§ Data for the task:
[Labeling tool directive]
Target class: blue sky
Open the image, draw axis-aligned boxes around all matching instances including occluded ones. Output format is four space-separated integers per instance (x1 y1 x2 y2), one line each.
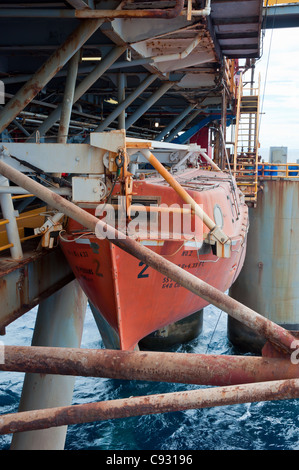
253 27 299 160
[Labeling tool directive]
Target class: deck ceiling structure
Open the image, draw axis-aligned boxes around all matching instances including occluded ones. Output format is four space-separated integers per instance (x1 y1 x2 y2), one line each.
0 0 263 142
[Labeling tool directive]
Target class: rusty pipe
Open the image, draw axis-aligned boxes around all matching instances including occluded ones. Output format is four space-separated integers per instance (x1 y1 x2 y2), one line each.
0 158 296 355
1 346 299 386
0 379 298 435
0 1 185 19
76 0 185 19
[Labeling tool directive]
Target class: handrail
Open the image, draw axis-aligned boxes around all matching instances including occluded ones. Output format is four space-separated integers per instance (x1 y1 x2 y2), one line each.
232 162 299 180
257 162 299 179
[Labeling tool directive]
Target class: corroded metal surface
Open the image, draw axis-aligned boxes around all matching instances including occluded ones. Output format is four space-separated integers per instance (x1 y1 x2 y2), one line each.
1 346 299 386
229 179 299 351
1 379 298 435
0 19 104 133
0 244 74 331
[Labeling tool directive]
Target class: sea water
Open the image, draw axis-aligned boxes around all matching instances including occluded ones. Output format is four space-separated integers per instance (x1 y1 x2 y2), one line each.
0 304 298 451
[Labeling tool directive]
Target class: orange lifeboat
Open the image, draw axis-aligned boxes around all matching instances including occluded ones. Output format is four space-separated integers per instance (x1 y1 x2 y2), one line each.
60 165 248 351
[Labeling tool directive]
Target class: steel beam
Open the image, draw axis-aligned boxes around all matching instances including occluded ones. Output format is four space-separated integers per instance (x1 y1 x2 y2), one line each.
155 104 197 141
0 186 71 196
0 143 105 174
263 4 299 28
125 81 175 130
2 58 158 86
117 73 126 130
88 74 157 136
57 51 81 144
0 1 185 19
165 109 202 142
173 114 221 144
12 119 30 138
0 19 105 134
27 45 126 140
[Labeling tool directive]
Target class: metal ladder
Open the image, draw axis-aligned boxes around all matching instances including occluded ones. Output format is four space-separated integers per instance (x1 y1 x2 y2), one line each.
233 73 260 205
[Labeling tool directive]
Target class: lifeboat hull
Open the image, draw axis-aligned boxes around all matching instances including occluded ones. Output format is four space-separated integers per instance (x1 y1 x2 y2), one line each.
60 169 248 350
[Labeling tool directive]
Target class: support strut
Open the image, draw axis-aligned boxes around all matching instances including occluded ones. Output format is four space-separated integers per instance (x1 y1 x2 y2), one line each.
1 379 298 435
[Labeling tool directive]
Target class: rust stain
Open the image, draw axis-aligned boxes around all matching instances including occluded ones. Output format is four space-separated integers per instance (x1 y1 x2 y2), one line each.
76 0 184 19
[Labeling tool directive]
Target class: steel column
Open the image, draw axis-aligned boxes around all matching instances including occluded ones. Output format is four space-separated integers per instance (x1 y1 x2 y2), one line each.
125 81 175 130
0 19 105 134
57 51 81 144
165 109 201 142
10 280 87 450
155 104 197 141
0 159 296 355
28 45 126 140
1 379 299 435
89 74 157 135
117 73 126 130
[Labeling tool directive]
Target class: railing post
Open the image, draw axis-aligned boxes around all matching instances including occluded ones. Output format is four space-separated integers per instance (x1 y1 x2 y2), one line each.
57 51 81 144
0 175 23 259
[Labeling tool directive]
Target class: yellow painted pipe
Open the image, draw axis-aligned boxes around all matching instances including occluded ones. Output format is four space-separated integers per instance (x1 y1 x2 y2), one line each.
0 219 9 226
0 243 14 252
11 194 34 200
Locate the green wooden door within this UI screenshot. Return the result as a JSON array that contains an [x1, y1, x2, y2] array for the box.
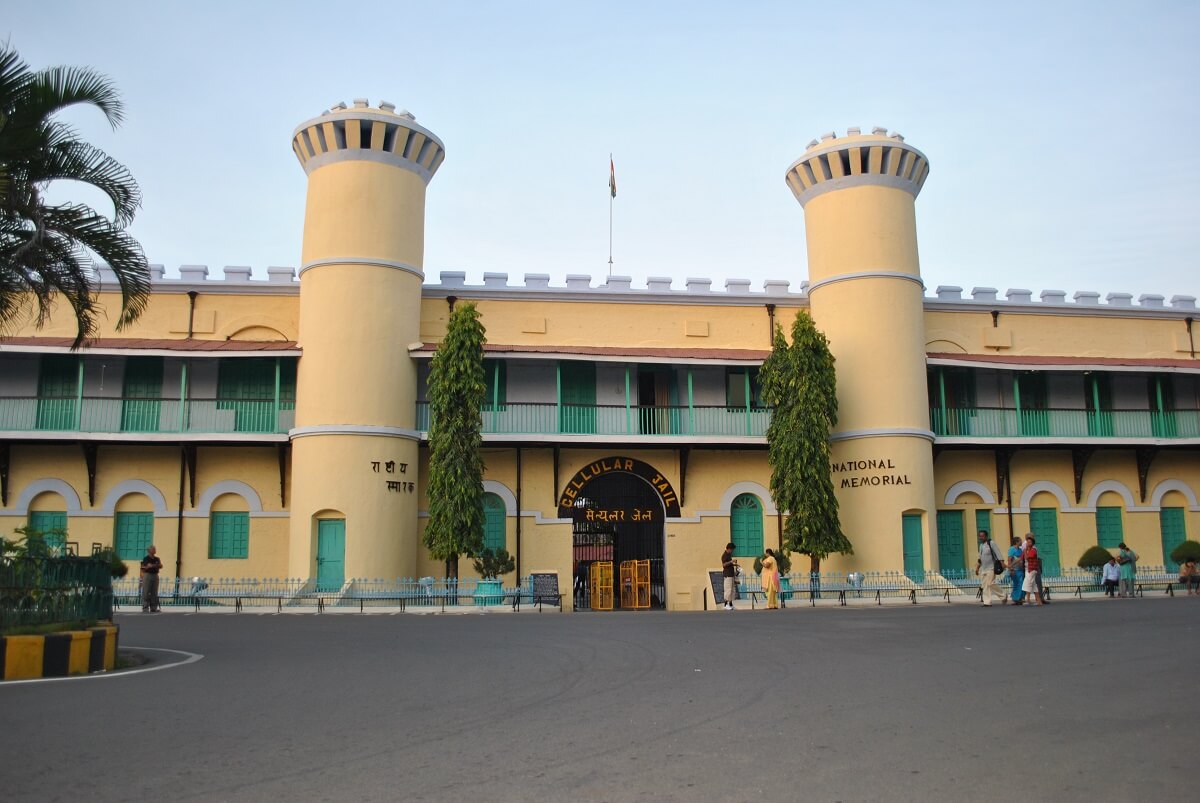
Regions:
[[902, 514, 924, 581], [559, 361, 596, 434], [37, 355, 79, 429], [975, 509, 994, 542], [1095, 506, 1123, 549], [1160, 507, 1187, 572], [935, 510, 965, 575], [1017, 373, 1048, 436], [114, 512, 155, 561], [121, 357, 164, 432], [730, 494, 764, 557], [28, 510, 68, 554], [316, 519, 345, 591], [1029, 508, 1061, 576]]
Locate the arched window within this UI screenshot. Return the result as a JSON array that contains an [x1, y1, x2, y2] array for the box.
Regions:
[[483, 493, 506, 553], [729, 494, 763, 557]]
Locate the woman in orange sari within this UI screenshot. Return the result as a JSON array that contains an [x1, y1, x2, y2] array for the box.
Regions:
[[761, 549, 781, 609]]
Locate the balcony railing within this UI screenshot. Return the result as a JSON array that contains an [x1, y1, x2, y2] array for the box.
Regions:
[[416, 402, 770, 437], [930, 406, 1200, 439], [0, 396, 294, 435]]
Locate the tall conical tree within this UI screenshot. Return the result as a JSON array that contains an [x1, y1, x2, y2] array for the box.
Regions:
[[0, 45, 149, 348], [423, 301, 487, 581], [759, 311, 852, 574]]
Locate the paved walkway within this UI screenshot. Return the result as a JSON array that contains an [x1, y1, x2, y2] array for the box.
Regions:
[[3, 596, 1196, 801]]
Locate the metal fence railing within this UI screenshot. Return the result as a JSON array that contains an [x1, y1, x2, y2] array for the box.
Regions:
[[0, 555, 115, 629]]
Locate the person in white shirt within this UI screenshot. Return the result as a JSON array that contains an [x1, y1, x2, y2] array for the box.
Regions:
[[1101, 556, 1120, 598], [975, 530, 1008, 606]]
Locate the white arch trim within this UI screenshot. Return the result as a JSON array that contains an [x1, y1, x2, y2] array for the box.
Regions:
[[943, 480, 996, 506], [1150, 479, 1200, 511], [483, 481, 517, 516], [12, 479, 84, 515], [1013, 481, 1074, 514], [193, 480, 265, 515], [711, 482, 778, 516], [1085, 480, 1143, 512], [97, 480, 171, 517]]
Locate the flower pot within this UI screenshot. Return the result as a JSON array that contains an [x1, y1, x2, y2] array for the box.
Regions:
[[475, 578, 504, 606]]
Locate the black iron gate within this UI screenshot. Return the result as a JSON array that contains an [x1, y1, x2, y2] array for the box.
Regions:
[[571, 470, 665, 610]]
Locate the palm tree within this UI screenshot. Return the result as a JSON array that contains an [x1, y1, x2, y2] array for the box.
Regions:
[[0, 44, 149, 348]]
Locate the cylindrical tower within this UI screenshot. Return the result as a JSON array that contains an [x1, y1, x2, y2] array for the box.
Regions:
[[784, 127, 938, 573], [288, 99, 445, 583]]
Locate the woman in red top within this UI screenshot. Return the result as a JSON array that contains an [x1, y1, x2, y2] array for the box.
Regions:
[[1021, 535, 1045, 606]]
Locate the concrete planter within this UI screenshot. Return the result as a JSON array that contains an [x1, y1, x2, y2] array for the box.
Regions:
[[0, 625, 119, 681], [474, 579, 504, 605]]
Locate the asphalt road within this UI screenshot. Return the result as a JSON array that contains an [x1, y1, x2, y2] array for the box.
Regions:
[[2, 597, 1197, 802]]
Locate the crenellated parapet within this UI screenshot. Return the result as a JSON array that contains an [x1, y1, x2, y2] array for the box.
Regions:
[[784, 127, 929, 207], [291, 99, 445, 183], [115, 266, 1199, 313]]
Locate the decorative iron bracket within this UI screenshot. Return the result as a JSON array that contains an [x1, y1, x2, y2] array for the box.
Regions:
[[994, 448, 1014, 505], [678, 447, 689, 508], [183, 444, 198, 507], [277, 443, 290, 507], [0, 441, 9, 507], [552, 446, 560, 508], [81, 442, 99, 507], [1071, 447, 1095, 504], [1135, 447, 1157, 503]]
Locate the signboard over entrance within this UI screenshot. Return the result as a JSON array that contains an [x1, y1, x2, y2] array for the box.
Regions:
[[557, 456, 682, 518]]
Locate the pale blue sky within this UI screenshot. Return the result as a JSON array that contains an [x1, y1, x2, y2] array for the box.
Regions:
[[7, 0, 1199, 300]]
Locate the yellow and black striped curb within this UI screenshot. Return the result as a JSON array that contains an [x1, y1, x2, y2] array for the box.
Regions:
[[0, 625, 119, 681]]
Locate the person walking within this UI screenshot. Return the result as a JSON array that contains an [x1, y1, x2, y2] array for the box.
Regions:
[[1180, 558, 1200, 595], [1021, 534, 1044, 606], [760, 549, 781, 610], [140, 544, 162, 613], [1101, 556, 1120, 598], [975, 530, 1007, 606], [721, 542, 739, 610], [1117, 542, 1139, 599], [1007, 535, 1025, 605]]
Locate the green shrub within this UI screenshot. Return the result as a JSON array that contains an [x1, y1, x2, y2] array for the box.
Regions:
[[1078, 545, 1114, 569], [753, 550, 792, 576], [1169, 540, 1200, 565], [471, 548, 515, 580]]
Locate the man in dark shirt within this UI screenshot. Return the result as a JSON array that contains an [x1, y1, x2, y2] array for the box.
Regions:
[[721, 542, 738, 610], [140, 545, 162, 613]]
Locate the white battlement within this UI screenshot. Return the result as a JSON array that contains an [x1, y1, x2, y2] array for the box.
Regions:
[[131, 266, 1198, 311]]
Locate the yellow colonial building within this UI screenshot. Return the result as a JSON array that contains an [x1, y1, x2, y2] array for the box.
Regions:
[[1, 102, 1197, 610]]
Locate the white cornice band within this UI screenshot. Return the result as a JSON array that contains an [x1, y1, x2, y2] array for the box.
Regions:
[[808, 271, 925, 294], [830, 427, 937, 442], [290, 425, 421, 441], [298, 258, 424, 279]]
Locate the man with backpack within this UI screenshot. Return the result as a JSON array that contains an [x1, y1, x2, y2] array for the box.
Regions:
[[975, 529, 1008, 606]]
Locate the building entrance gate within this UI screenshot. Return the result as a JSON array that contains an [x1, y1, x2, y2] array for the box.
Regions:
[[570, 470, 666, 610]]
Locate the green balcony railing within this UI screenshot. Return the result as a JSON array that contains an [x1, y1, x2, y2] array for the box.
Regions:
[[930, 406, 1200, 439], [0, 396, 294, 435], [416, 402, 771, 437]]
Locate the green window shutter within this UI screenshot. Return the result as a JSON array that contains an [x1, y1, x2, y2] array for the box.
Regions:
[[482, 493, 506, 552], [278, 359, 298, 411], [36, 355, 79, 430], [28, 510, 68, 554], [121, 357, 164, 432], [1095, 506, 1123, 549], [729, 494, 764, 557], [218, 358, 275, 432], [114, 512, 155, 561], [483, 360, 507, 411], [558, 361, 596, 433], [1160, 507, 1187, 572], [935, 510, 965, 575], [209, 512, 249, 558]]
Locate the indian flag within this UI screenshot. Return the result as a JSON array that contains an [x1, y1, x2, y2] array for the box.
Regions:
[[609, 157, 617, 198]]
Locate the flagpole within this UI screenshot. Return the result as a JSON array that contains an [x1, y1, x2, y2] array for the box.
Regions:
[[608, 153, 614, 277]]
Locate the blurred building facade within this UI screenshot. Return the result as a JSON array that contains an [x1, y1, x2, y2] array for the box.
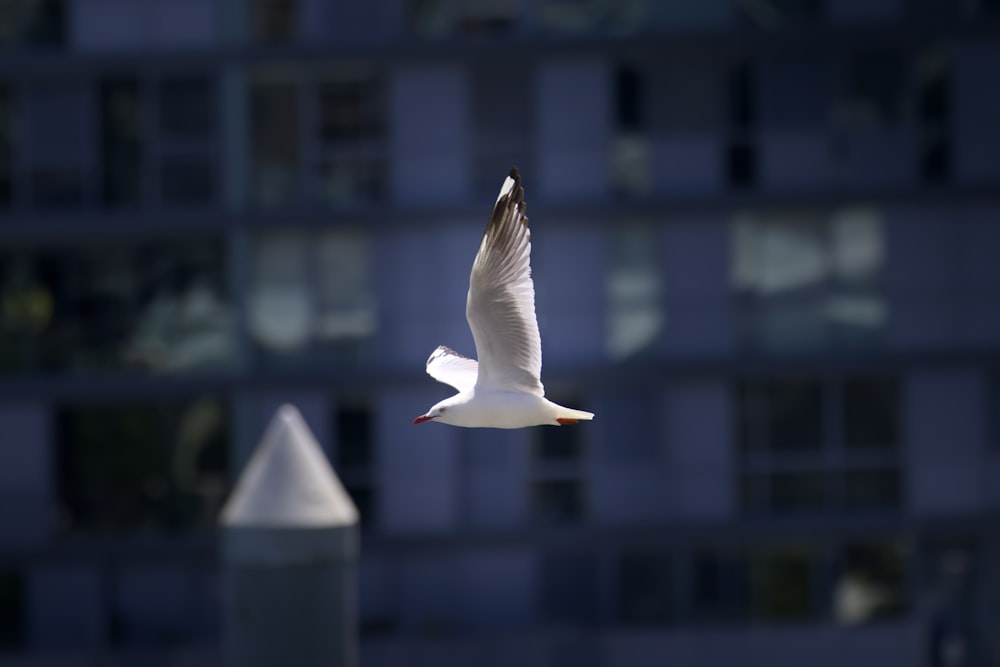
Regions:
[[1, 0, 1000, 665]]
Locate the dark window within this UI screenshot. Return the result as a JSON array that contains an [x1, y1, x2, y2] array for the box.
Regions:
[[919, 58, 950, 125], [100, 78, 143, 207], [834, 541, 907, 623], [739, 378, 901, 516], [845, 468, 900, 510], [729, 60, 755, 129], [407, 0, 521, 37], [334, 399, 375, 529], [160, 76, 215, 141], [845, 51, 906, 127], [737, 0, 822, 28], [908, 0, 962, 18], [0, 86, 12, 206], [727, 142, 755, 188], [335, 401, 373, 469], [920, 137, 949, 184], [0, 0, 65, 48], [0, 241, 234, 374], [318, 75, 383, 142], [250, 78, 299, 206], [57, 399, 229, 534], [0, 571, 22, 649], [314, 159, 384, 207], [615, 65, 644, 133], [768, 383, 824, 451], [27, 81, 88, 209], [250, 0, 299, 42], [770, 470, 828, 511], [845, 379, 899, 449], [532, 479, 584, 524], [748, 546, 814, 621], [160, 156, 215, 205], [991, 375, 1000, 449], [620, 552, 671, 625], [741, 382, 823, 452], [612, 64, 649, 199]]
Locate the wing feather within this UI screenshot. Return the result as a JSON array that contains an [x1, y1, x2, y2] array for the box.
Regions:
[[425, 345, 478, 392], [466, 168, 544, 396]]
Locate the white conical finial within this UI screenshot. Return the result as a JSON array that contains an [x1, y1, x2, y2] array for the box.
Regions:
[[221, 404, 358, 528]]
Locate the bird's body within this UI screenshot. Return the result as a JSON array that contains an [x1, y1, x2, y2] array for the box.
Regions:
[[413, 168, 595, 429], [427, 386, 595, 429]]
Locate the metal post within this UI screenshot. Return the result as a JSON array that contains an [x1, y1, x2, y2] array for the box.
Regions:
[[220, 404, 359, 667]]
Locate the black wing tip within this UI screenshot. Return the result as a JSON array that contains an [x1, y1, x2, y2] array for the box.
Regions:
[[501, 167, 526, 222]]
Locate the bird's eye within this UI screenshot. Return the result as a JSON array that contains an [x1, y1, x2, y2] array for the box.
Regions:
[[439, 407, 446, 414]]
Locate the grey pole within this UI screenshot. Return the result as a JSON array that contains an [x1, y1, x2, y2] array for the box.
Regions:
[[219, 404, 359, 667]]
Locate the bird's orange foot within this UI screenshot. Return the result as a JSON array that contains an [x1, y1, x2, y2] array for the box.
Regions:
[[556, 418, 578, 425]]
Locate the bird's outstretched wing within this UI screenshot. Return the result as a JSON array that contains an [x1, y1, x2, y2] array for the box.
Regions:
[[465, 168, 544, 396], [425, 345, 479, 392]]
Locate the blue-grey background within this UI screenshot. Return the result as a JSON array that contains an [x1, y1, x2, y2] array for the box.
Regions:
[[1, 0, 999, 665]]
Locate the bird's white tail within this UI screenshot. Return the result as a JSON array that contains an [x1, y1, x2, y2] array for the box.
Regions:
[[554, 406, 595, 424]]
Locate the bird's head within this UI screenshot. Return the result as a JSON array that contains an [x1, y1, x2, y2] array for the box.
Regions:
[[413, 398, 456, 425]]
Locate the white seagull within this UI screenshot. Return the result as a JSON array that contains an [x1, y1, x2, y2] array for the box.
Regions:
[[413, 168, 595, 429]]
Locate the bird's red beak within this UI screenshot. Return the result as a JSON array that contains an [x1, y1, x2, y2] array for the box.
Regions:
[[413, 415, 434, 424]]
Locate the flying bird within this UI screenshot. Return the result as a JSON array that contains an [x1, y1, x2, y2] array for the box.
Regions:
[[413, 168, 595, 429]]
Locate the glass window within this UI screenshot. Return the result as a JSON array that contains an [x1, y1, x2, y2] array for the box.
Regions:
[[0, 86, 11, 206], [334, 398, 376, 530], [841, 50, 906, 128], [0, 0, 65, 48], [406, 0, 522, 37], [318, 73, 383, 143], [250, 75, 299, 206], [160, 76, 215, 141], [539, 0, 646, 34], [248, 230, 377, 367], [738, 378, 901, 516], [736, 0, 822, 29], [727, 142, 755, 188], [160, 156, 215, 205], [769, 470, 828, 511], [314, 159, 383, 207], [612, 65, 650, 198], [0, 571, 22, 649], [336, 400, 373, 469], [692, 550, 748, 620], [732, 208, 886, 353], [56, 399, 230, 534], [620, 552, 672, 625], [100, 78, 143, 207], [250, 0, 299, 42], [0, 241, 235, 374], [313, 69, 387, 207], [916, 46, 952, 184], [739, 382, 823, 452], [748, 545, 815, 621], [833, 541, 908, 624], [26, 82, 87, 208], [845, 468, 900, 510], [845, 378, 899, 449], [607, 223, 662, 360]]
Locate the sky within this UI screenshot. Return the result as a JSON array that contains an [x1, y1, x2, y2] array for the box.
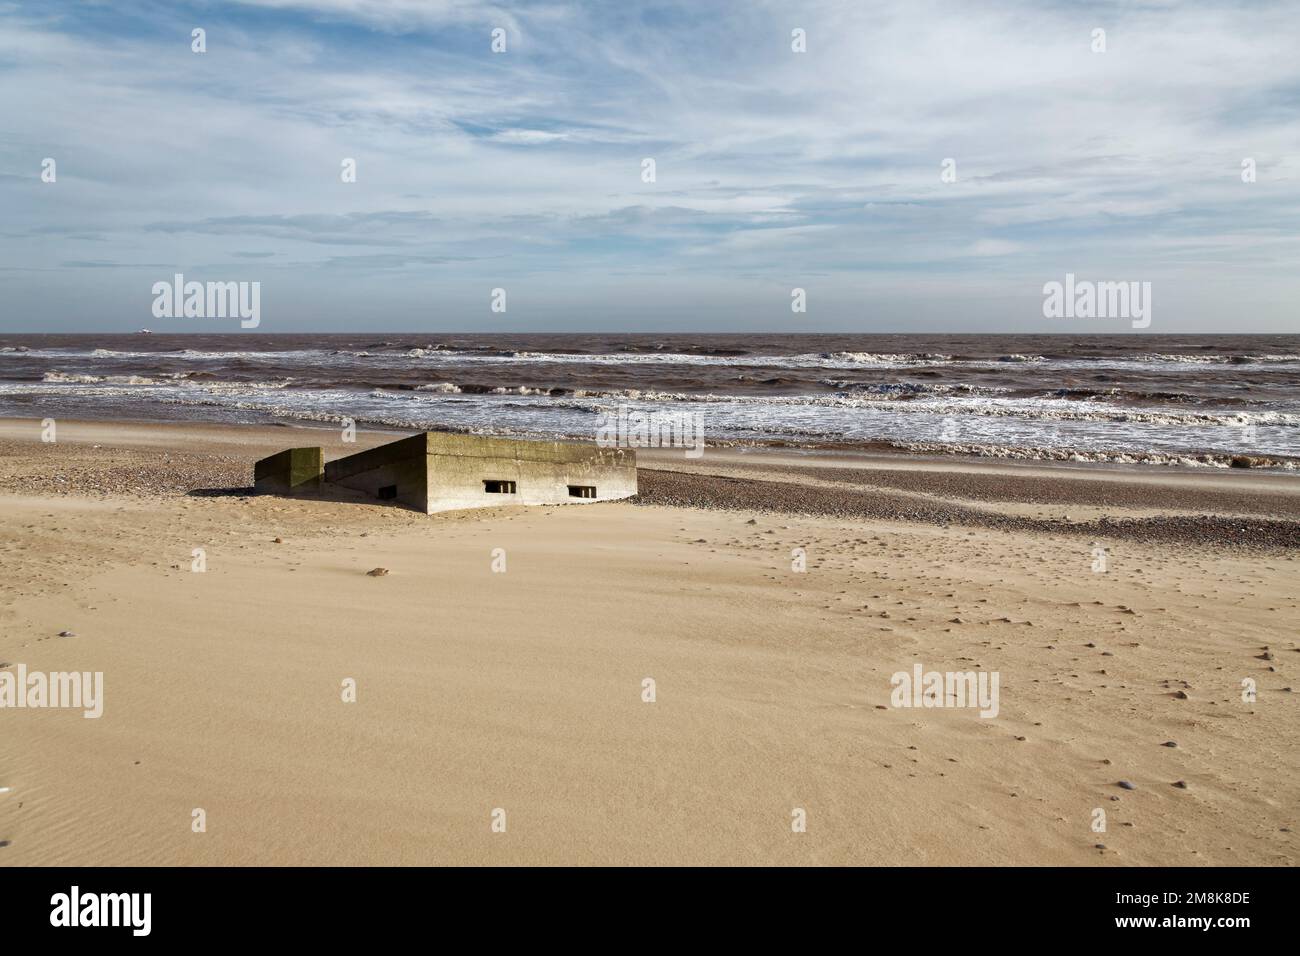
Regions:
[[0, 0, 1297, 333]]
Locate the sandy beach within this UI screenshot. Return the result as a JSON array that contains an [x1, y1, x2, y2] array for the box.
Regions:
[[0, 417, 1296, 866]]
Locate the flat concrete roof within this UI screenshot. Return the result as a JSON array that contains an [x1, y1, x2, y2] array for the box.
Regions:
[[323, 431, 633, 482]]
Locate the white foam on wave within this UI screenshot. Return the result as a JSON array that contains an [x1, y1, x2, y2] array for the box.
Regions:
[[491, 385, 551, 395], [814, 351, 954, 364], [895, 442, 1298, 469], [5, 371, 1298, 460], [13, 374, 1300, 430], [1133, 352, 1300, 364], [43, 371, 173, 385], [9, 347, 1298, 376], [38, 372, 291, 390], [563, 386, 1300, 427]]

§ Work task: Look through the listing and return each line containing the word "post".

§ Finished task:
Target class: railing post
Locate the metal post within this UI screenshot. Return the result as a JSON array that contains an [x1, y1, x2, y2] array for the box.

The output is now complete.